-- begin Raw data --

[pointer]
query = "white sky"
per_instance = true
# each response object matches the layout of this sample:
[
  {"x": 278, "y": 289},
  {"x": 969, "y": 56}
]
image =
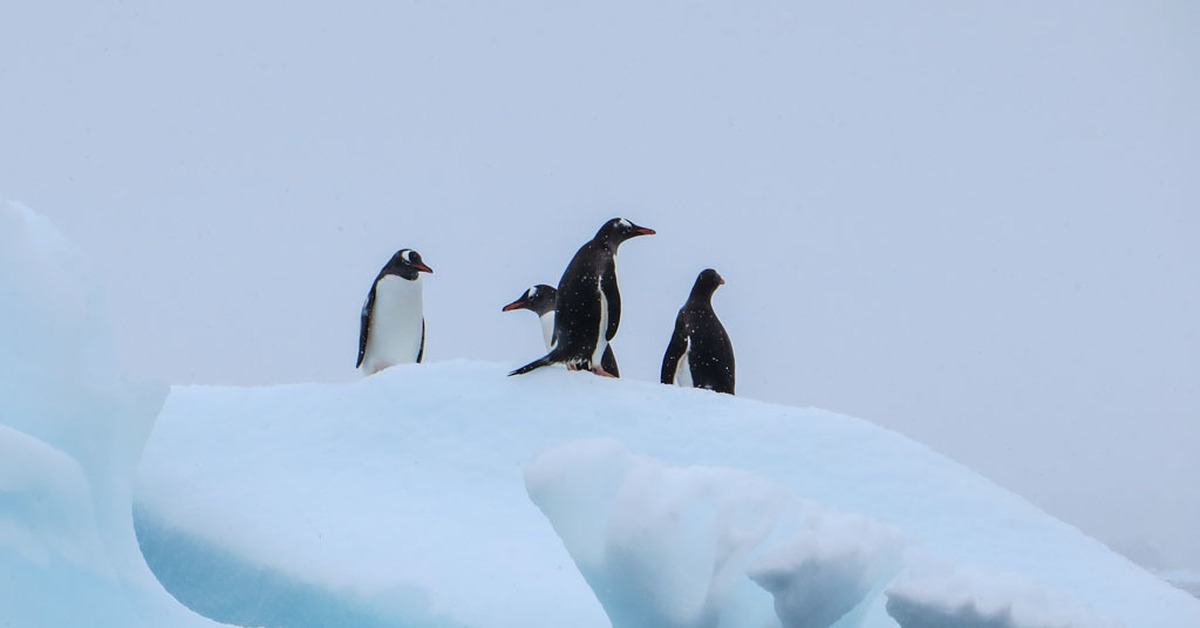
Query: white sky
[{"x": 977, "y": 225}]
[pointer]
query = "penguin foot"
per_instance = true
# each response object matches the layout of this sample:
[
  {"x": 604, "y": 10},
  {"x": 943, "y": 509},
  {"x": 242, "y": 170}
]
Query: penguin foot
[{"x": 599, "y": 370}]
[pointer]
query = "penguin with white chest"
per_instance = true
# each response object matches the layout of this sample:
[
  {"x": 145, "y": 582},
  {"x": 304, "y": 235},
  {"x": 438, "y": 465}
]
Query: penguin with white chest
[
  {"x": 700, "y": 353},
  {"x": 393, "y": 327},
  {"x": 587, "y": 309},
  {"x": 540, "y": 300}
]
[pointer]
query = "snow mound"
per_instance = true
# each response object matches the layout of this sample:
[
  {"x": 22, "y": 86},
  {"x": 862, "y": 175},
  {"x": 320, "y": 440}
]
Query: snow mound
[
  {"x": 667, "y": 546},
  {"x": 71, "y": 434},
  {"x": 449, "y": 495},
  {"x": 970, "y": 597}
]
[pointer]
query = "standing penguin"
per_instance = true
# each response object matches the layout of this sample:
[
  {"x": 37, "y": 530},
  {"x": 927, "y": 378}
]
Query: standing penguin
[
  {"x": 540, "y": 300},
  {"x": 700, "y": 353},
  {"x": 587, "y": 310},
  {"x": 393, "y": 329}
]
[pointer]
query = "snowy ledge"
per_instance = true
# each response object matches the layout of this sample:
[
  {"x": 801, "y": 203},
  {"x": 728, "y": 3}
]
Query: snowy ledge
[{"x": 450, "y": 495}]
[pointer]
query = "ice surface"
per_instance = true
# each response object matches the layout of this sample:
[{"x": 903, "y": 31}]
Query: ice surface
[
  {"x": 449, "y": 495},
  {"x": 71, "y": 434},
  {"x": 684, "y": 546},
  {"x": 965, "y": 597}
]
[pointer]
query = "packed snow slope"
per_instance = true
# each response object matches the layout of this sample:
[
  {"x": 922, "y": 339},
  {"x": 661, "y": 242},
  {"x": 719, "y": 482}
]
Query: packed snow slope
[
  {"x": 449, "y": 495},
  {"x": 71, "y": 434}
]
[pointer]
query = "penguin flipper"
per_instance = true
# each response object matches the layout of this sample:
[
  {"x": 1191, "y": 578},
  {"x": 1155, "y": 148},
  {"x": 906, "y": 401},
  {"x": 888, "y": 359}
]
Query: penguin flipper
[
  {"x": 545, "y": 360},
  {"x": 420, "y": 353},
  {"x": 676, "y": 348},
  {"x": 612, "y": 298},
  {"x": 609, "y": 362},
  {"x": 365, "y": 326}
]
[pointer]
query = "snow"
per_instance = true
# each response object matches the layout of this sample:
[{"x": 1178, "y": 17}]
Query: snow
[
  {"x": 448, "y": 495},
  {"x": 71, "y": 434},
  {"x": 561, "y": 498}
]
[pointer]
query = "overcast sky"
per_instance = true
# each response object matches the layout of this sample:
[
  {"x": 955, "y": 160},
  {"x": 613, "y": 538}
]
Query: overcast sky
[{"x": 976, "y": 223}]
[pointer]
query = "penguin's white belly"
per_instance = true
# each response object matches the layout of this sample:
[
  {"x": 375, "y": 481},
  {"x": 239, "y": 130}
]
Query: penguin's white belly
[
  {"x": 601, "y": 342},
  {"x": 683, "y": 370},
  {"x": 547, "y": 329},
  {"x": 396, "y": 324}
]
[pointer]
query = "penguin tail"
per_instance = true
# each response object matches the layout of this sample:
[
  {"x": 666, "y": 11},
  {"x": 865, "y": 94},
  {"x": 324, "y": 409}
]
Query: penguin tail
[{"x": 546, "y": 360}]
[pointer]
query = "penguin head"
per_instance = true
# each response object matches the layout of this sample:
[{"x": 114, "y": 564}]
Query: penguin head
[
  {"x": 540, "y": 299},
  {"x": 707, "y": 283},
  {"x": 617, "y": 231},
  {"x": 406, "y": 263}
]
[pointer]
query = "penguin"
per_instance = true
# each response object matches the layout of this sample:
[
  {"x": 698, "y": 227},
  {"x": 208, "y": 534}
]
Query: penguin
[
  {"x": 700, "y": 353},
  {"x": 587, "y": 309},
  {"x": 393, "y": 327},
  {"x": 540, "y": 300}
]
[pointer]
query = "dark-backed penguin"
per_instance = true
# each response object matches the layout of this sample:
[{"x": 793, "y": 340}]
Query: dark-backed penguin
[
  {"x": 393, "y": 329},
  {"x": 700, "y": 353},
  {"x": 587, "y": 309},
  {"x": 540, "y": 300}
]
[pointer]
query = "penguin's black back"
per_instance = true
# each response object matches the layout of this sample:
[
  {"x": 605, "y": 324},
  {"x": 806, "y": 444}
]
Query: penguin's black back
[
  {"x": 587, "y": 295},
  {"x": 702, "y": 335},
  {"x": 577, "y": 309}
]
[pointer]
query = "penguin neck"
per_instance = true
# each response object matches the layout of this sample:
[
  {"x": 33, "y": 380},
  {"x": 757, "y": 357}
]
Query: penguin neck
[
  {"x": 547, "y": 328},
  {"x": 701, "y": 294}
]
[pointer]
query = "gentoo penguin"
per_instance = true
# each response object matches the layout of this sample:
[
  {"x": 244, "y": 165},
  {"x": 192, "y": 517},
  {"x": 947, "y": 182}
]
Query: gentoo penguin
[
  {"x": 587, "y": 309},
  {"x": 540, "y": 300},
  {"x": 700, "y": 353},
  {"x": 393, "y": 329}
]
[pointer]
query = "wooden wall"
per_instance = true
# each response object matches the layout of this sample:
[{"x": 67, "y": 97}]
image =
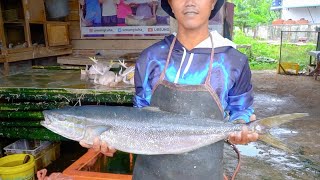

-- end Raw data --

Report every line in the entries above that contains the string "slope". Case counts, so skip lines where it appears with different capitalization.

Solution:
query = "packed snow slope"
Query: packed snow slope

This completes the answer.